Work item: All of the entries below need to be repeated exactly.

Saved data entries:
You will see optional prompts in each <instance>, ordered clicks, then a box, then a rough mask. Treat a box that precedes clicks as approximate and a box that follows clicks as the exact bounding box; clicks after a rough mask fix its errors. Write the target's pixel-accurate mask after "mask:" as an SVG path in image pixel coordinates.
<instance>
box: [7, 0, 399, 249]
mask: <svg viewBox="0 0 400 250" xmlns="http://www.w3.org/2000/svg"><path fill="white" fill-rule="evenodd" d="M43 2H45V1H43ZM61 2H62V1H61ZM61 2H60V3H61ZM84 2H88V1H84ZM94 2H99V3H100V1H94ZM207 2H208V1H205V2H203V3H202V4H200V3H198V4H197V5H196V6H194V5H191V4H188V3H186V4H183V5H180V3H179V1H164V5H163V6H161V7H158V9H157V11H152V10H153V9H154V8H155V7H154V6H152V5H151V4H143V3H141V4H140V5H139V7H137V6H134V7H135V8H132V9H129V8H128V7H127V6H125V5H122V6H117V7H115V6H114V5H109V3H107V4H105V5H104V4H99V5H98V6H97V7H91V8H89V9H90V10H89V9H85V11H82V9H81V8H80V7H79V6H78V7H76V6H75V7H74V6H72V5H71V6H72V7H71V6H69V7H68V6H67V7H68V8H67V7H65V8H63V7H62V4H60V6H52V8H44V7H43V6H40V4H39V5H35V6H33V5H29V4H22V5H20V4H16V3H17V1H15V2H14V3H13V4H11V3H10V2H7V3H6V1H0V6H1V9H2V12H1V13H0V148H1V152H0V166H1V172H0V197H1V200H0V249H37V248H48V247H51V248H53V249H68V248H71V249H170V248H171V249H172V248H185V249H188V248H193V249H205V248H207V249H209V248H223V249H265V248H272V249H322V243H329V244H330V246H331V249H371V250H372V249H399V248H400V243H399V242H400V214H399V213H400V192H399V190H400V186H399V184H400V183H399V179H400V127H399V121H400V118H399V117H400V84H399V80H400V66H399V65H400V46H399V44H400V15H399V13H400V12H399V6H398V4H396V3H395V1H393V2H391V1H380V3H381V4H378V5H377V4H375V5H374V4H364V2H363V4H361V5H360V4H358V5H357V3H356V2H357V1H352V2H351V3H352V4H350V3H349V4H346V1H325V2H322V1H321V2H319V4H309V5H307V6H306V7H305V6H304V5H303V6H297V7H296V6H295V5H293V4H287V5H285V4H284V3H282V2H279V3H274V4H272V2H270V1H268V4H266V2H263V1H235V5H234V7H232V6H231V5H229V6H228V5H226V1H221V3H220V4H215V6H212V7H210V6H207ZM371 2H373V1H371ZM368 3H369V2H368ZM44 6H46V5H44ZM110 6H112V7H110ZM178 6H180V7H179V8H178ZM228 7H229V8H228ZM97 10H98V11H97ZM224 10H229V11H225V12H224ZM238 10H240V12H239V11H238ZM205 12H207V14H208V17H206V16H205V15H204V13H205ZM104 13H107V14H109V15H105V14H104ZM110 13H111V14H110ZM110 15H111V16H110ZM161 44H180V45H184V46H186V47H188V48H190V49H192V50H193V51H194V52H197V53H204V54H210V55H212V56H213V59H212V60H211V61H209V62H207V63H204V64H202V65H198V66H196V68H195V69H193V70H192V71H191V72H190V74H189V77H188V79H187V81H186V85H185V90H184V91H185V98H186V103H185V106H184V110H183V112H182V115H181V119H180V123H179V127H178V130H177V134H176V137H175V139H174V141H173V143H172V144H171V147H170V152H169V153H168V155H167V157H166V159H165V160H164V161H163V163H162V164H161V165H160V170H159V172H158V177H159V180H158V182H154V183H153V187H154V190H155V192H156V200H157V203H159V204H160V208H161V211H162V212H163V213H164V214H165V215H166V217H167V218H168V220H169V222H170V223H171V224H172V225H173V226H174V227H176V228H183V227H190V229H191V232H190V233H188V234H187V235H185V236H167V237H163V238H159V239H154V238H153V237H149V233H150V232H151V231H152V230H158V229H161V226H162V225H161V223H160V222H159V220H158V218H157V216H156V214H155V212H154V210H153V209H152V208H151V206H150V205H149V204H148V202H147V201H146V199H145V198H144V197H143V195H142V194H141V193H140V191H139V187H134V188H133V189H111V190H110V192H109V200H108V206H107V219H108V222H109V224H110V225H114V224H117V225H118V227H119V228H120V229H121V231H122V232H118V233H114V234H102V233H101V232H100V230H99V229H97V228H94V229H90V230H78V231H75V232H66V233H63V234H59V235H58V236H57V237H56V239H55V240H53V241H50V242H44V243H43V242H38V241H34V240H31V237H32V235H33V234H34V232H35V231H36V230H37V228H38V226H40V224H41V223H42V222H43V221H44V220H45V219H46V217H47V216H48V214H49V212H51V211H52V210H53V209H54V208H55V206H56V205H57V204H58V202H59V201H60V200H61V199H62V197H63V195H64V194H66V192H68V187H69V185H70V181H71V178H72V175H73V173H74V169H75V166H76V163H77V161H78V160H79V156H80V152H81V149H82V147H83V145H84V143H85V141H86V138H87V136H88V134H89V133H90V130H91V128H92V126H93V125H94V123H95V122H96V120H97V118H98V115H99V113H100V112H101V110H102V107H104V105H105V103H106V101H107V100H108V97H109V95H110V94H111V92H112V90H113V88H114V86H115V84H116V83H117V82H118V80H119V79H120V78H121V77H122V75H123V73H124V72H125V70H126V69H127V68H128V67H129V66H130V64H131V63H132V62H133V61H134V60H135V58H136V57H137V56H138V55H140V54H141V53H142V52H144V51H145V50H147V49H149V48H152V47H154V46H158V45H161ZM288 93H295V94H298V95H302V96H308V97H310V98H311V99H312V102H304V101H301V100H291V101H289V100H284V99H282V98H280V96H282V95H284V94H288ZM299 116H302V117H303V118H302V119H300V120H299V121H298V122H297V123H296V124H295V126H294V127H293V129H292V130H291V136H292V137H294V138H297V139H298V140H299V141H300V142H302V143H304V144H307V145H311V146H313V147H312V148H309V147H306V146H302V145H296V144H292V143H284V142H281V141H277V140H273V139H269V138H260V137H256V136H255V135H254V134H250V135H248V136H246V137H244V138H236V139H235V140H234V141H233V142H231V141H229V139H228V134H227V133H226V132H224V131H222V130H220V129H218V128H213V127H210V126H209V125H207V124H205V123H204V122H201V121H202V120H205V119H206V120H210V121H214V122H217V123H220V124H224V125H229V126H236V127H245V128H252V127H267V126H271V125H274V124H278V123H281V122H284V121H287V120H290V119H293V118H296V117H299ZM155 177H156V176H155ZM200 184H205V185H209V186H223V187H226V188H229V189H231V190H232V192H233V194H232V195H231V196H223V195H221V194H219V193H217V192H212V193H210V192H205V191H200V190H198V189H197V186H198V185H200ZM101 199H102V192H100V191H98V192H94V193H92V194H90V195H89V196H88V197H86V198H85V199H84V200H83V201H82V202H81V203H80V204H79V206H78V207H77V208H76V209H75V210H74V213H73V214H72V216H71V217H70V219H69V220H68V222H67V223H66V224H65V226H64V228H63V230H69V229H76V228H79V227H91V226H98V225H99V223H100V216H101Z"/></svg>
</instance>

Solution to this task:
You will see optional prompts in each <instance>, ordered clicks, then a box, then a rough mask. Treat a box that precedes clicks as approximate and a box that follows clicks as the exact bounding box; clicks after a rough mask fix its errors. Write the target's pixel-accurate mask after "mask:" as an SVG path in image pixel coordinates.
<instance>
box: [7, 0, 399, 249]
mask: <svg viewBox="0 0 400 250" xmlns="http://www.w3.org/2000/svg"><path fill="white" fill-rule="evenodd" d="M43 2H45V1H43ZM61 2H62V1H61ZM61 2H60V3H61ZM84 2H88V1H84ZM94 2H99V3H100V1H94ZM207 2H208V1H205V2H203V3H202V4H200V3H198V4H197V5H196V6H194V5H191V4H188V3H186V4H183V5H180V3H179V1H164V5H163V6H161V7H158V9H157V11H152V10H153V9H154V8H155V7H154V6H152V5H151V4H143V3H141V4H140V5H139V7H137V6H134V7H135V8H132V9H129V8H128V7H127V6H125V5H122V6H117V7H115V6H114V5H109V3H107V4H105V5H104V4H99V5H98V6H97V7H91V8H89V9H90V10H89V9H85V11H82V9H81V8H80V7H79V6H78V7H76V6H75V7H74V6H72V5H71V6H72V7H71V6H69V7H68V6H67V7H68V8H67V7H65V8H63V7H62V4H60V6H52V8H44V7H43V6H40V4H39V5H35V6H33V5H29V4H22V5H20V4H16V3H17V1H15V2H14V3H13V4H11V3H10V2H7V3H6V1H0V6H1V9H2V12H1V13H0V148H1V152H0V166H1V172H0V197H1V200H0V249H37V248H48V247H51V248H53V249H68V248H71V249H170V248H171V249H172V248H185V249H188V248H193V249H205V248H207V249H209V248H223V249H265V248H272V249H322V243H329V244H330V246H331V249H371V250H372V249H399V248H400V243H399V242H400V214H399V213H400V192H399V190H400V186H399V184H400V183H399V179H400V127H399V121H400V118H399V117H400V84H399V80H400V66H399V65H400V46H399V44H400V15H399V13H400V12H399V6H398V4H396V3H395V1H393V2H391V1H380V3H381V4H378V5H377V4H375V5H374V4H364V2H363V4H361V5H360V4H358V5H357V3H356V2H357V1H352V2H351V3H352V4H350V3H349V4H346V1H325V2H322V1H321V2H319V4H309V5H307V6H306V7H305V6H304V5H303V6H297V7H296V6H295V5H293V4H287V5H285V4H284V3H282V2H279V3H274V4H272V2H270V1H268V4H266V2H263V1H235V5H234V7H232V6H231V5H229V6H228V5H226V1H221V3H220V4H215V6H212V7H210V6H207ZM371 2H373V1H371ZM368 3H369V2H368ZM44 6H46V5H44ZM110 6H112V7H110ZM178 6H180V7H179V8H178ZM228 7H229V8H228ZM97 10H98V11H97ZM224 10H229V11H225V12H224ZM238 10H240V12H239V11H238ZM205 12H207V14H208V17H206V16H205V15H204V13H205ZM104 13H107V14H109V15H105V14H104ZM110 13H111V14H110ZM110 15H111V16H110ZM161 44H180V45H184V46H186V47H188V48H190V49H192V50H193V51H194V52H197V53H204V54H210V55H212V56H213V59H212V60H211V61H209V62H207V63H204V64H202V65H198V66H196V68H195V69H193V70H192V71H191V72H190V74H189V77H188V79H187V81H186V85H185V90H184V91H185V98H186V103H185V106H184V110H183V112H182V115H181V119H180V123H179V127H178V130H177V134H176V137H175V139H174V141H173V143H172V144H171V147H170V152H169V153H168V155H167V157H166V159H165V160H164V161H163V163H162V164H161V165H160V170H159V172H158V177H159V180H158V182H154V183H153V187H154V190H155V192H156V200H157V203H159V204H160V208H161V211H162V212H163V213H164V214H165V215H166V217H167V218H168V220H169V222H170V223H171V224H172V225H173V226H174V227H176V228H183V227H190V229H191V232H190V233H188V234H187V235H185V236H167V237H163V238H159V239H154V238H153V237H149V233H150V232H151V231H152V230H158V229H161V226H162V225H161V223H160V222H159V220H158V218H157V216H156V214H155V212H154V210H153V209H152V208H151V206H150V205H149V204H148V202H147V201H146V199H145V198H144V197H143V195H142V194H141V193H140V191H139V187H134V188H133V189H111V190H110V192H109V200H108V206H107V219H108V222H109V224H110V225H114V224H117V225H118V227H119V228H120V229H121V231H122V232H118V233H114V234H102V233H101V232H100V230H99V229H97V228H94V229H90V230H78V231H75V232H66V233H63V234H59V235H58V236H57V237H56V239H55V240H53V241H50V242H44V243H43V242H38V241H34V240H31V237H32V235H33V234H34V232H35V231H36V230H37V228H38V226H40V224H41V223H42V222H43V221H44V220H45V219H46V217H47V216H48V214H49V212H51V211H52V210H53V209H54V208H55V206H56V205H57V204H58V202H59V201H60V200H61V199H62V197H63V195H64V194H66V192H68V187H69V185H70V181H71V178H72V175H73V173H74V169H75V166H76V163H77V161H78V160H79V156H80V152H81V149H82V147H83V145H84V143H85V141H86V138H87V136H88V134H89V133H90V130H91V128H92V126H93V125H94V123H95V122H96V120H97V118H98V115H99V113H100V112H101V110H102V107H104V105H105V103H106V101H107V100H108V97H109V95H110V94H111V92H112V90H113V88H114V86H115V84H116V83H117V82H118V80H119V79H120V78H121V77H122V75H123V73H124V72H125V70H126V69H127V68H128V67H129V66H130V64H131V63H132V62H133V61H134V60H135V58H136V57H137V56H138V55H140V54H141V53H142V52H144V51H145V50H147V49H149V48H152V47H154V46H158V45H161ZM288 93H295V94H298V95H302V96H308V97H310V98H311V99H312V102H304V101H301V100H291V101H289V100H284V99H282V98H280V96H282V95H284V94H288ZM299 116H302V117H303V118H302V119H300V120H299V121H298V122H297V123H296V124H295V126H294V127H293V129H292V130H291V136H292V137H294V138H297V139H298V140H299V141H300V142H302V143H304V144H307V145H311V146H313V147H312V148H309V147H306V146H302V145H296V144H292V143H284V142H281V141H277V140H273V139H269V138H260V137H256V136H255V135H254V134H250V135H248V136H246V137H244V138H236V139H235V140H234V141H233V142H231V141H229V139H228V134H227V133H226V132H224V131H222V130H220V129H218V128H213V127H210V126H209V125H207V124H205V123H204V122H201V121H202V120H205V119H206V120H210V121H214V122H217V123H220V124H224V125H229V126H236V127H245V128H252V127H267V126H271V125H274V124H278V123H281V122H284V121H287V120H290V119H293V118H296V117H299ZM155 177H156V176H155ZM200 184H205V185H209V186H223V187H226V188H229V189H231V190H232V192H233V194H232V195H231V196H223V195H221V194H219V193H217V192H212V193H210V192H205V191H200V190H198V189H197V186H198V185H200ZM101 199H102V192H100V191H98V192H94V193H92V194H90V195H89V196H88V197H86V198H85V199H84V200H83V201H82V202H81V203H80V204H79V206H78V207H77V208H76V209H75V210H74V213H73V214H72V216H71V217H70V219H69V220H68V222H67V223H66V224H65V226H64V228H63V230H69V229H76V228H79V227H91V226H98V225H99V223H100V216H101Z"/></svg>
</instance>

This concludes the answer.